**Supplied entries**
## Begin

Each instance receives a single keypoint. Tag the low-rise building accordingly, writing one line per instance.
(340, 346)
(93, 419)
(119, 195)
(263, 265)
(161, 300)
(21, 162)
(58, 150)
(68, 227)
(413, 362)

## End
## Begin

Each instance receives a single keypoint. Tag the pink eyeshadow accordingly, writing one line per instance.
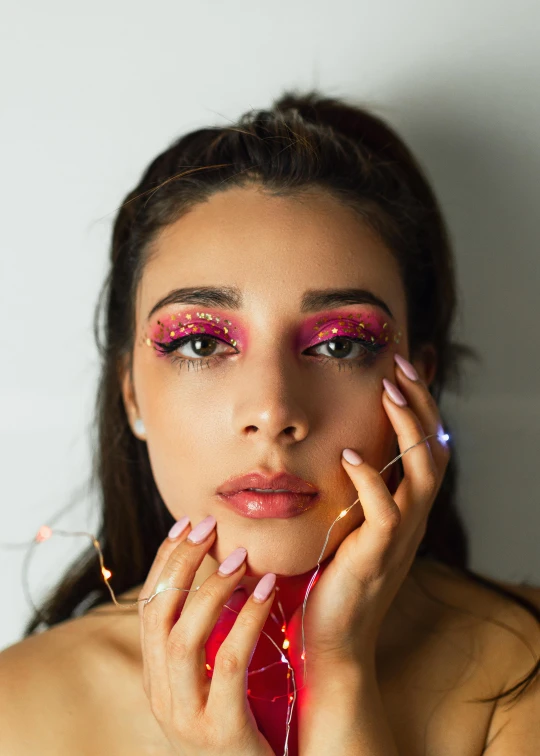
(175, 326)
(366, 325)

## End
## Begin

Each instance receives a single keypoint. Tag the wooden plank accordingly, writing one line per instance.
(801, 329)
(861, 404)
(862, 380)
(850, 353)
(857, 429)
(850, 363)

## End

**Work to do**
Please pick out every line in the rows above that contains the word "writing".

**Task output**
Each instance receives a single keypoint. Tag the low-rise building accordingly, writing one line per instance.
Each instance receives a single keypoint. Tag the pink eyeshadow accordingly, writing one line per instance.
Each instance receives a single keypoint. Tag the wooden plank accordingly, writing one line per instance.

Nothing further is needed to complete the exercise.